◆ Tarea planteada A: Reescribe de forma más breve el párrafo del fragmento sobre san José que comienza con «Si miramos la relación», sin perder sus datos principales.

#### Fragmento de lectura ####

Es norma
general de todas las gracias especiales comunicadas a cualquier creatura
racional que, cuando la gracia divina elige a alguien para algún oficio
especial o algún estado muy elevado, otorga todos los carismas que son
necesarios a aquella persona así elegida, y que la adornan con profusión.
Ello se
realizó de un modo eminente en la persona de san José, que hizo las veces de
padre de nuestro Señor Jesucristo y que fue verdadero esposo de la Reina del mundo y Señora de
los ángeles, que fue elegido por el Padre eterno como fiel cuidador y guardián
de sus más preciados tesoros, a saber, de su Hijo y de su esposa; cargo que él
cumplió con absoluta fidelidad. Por esto el Señor le dice: Bien, siervo bueno y
fiel, pasa al banquete de tu Señor.
Si miramos
la relación que tiene José con toda la Iglesia, ¿no es éste el hombre especialmente
elegido, por el cual y bajo el cual Cristo fue introducido en el mundo de un
modo regular y honesto? Por tanto, si toda la Iglesia está en deuda con la Virgen Madre, ya que
por medio de ella recibió a Cristo, de modo semejante le debe a san José,
después de ella, una especial gratitud y reverencia.

####

◆ Tarea planteada B: Actualiza los registros desde la línea que contiene "Could you point to the navy" hasta el final de los registros, con ambos extremos incluidos. Sustituye "in this photo" por "in this image", deja todo lo demás sin cambios y devuelve solo esas líneas.

#### Datos de trabajo ####

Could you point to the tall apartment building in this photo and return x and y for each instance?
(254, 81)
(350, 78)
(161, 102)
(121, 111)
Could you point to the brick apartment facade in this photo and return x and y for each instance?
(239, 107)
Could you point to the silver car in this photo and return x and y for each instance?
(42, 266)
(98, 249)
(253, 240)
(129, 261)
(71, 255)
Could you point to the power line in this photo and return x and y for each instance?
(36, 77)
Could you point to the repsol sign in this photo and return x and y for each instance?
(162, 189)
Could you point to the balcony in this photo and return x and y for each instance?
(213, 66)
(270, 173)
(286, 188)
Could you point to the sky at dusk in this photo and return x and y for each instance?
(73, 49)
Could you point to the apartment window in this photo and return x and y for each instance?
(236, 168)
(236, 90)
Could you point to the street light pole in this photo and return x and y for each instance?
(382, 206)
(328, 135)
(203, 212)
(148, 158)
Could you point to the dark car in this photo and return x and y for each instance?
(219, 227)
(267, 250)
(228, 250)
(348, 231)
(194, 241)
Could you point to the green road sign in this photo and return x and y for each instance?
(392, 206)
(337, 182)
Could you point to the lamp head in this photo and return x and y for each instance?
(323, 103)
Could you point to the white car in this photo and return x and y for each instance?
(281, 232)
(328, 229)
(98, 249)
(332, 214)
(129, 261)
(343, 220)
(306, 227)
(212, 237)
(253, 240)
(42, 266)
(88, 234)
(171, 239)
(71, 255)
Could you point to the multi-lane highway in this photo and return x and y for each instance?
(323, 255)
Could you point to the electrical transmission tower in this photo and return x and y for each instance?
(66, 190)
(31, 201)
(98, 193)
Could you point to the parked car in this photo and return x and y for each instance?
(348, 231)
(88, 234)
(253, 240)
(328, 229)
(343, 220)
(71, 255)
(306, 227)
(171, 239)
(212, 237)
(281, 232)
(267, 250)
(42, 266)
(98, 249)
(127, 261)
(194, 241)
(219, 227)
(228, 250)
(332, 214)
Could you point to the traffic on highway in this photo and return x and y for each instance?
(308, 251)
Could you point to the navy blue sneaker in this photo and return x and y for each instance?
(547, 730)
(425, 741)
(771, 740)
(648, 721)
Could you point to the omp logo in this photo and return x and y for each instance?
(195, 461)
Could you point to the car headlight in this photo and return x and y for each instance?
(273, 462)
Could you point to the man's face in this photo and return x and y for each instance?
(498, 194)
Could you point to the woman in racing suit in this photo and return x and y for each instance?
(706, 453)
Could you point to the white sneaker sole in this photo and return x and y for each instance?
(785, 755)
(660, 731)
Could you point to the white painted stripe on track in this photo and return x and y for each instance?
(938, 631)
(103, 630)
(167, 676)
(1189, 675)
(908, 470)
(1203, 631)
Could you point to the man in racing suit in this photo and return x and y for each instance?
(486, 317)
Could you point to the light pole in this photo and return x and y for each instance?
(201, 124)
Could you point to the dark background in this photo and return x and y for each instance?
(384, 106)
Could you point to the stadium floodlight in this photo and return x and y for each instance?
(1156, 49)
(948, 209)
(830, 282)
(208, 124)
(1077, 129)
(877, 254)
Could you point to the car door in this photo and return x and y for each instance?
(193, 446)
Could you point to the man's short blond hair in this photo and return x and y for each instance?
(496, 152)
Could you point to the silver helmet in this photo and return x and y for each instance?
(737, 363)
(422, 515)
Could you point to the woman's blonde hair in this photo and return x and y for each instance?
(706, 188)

####

◆ Respuesta completa A: José fue el hombre elegido especialmente para que, por medio de él y bajo su cuidado, Cristo fuera introducido en el mundo de un modo regular y honesto. Por eso, así como toda la Iglesia está en deuda con la Virgen Madre por haber recibido a Cristo a través de ella, también le debe a san José, después de ella, una gratitud y una reverencia especiales.

◆ Respuesta completa B:
Could you point to the navy blue sneaker in this image and return x and y for each instance?
(547, 730)
(425, 741)
(771, 740)
(648, 721)
Could you point to the omp logo in this image and return x and y for each instance?
(195, 461)
Could you point to the car headlight in this image and return x and y for each instance?
(273, 462)
Could you point to the man's face in this image and return x and y for each instance?
(498, 194)
Could you point to the woman in racing suit in this image and return x and y for each instance?
(706, 453)
Could you point to the white sneaker sole in this image and return x and y for each instance?
(785, 755)
(660, 731)
Could you point to the white painted stripe on track in this image and return x and y for each instance?
(938, 631)
(103, 630)
(167, 676)
(1189, 675)
(908, 470)
(1203, 631)
Could you point to the man in racing suit in this image and return x and y for each instance?
(486, 317)
Could you point to the light pole in this image and return x and y for each instance?
(201, 124)
Could you point to the dark background in this image and return x and y for each instance?
(384, 106)
Could you point to the stadium floodlight in this image and return x and y for each instance?
(1156, 49)
(948, 209)
(830, 282)
(208, 124)
(1077, 129)
(877, 254)
Could you point to the car door in this image and return x and y for each instance?
(193, 446)
Could you point to the man's short blond hair in this image and return x and y for each instance?
(496, 152)
Could you point to the silver helmet in this image and return x and y for each instance?
(737, 363)
(422, 515)
Could you point to the woman's blonde hair in this image and return x and y for each instance?
(706, 188)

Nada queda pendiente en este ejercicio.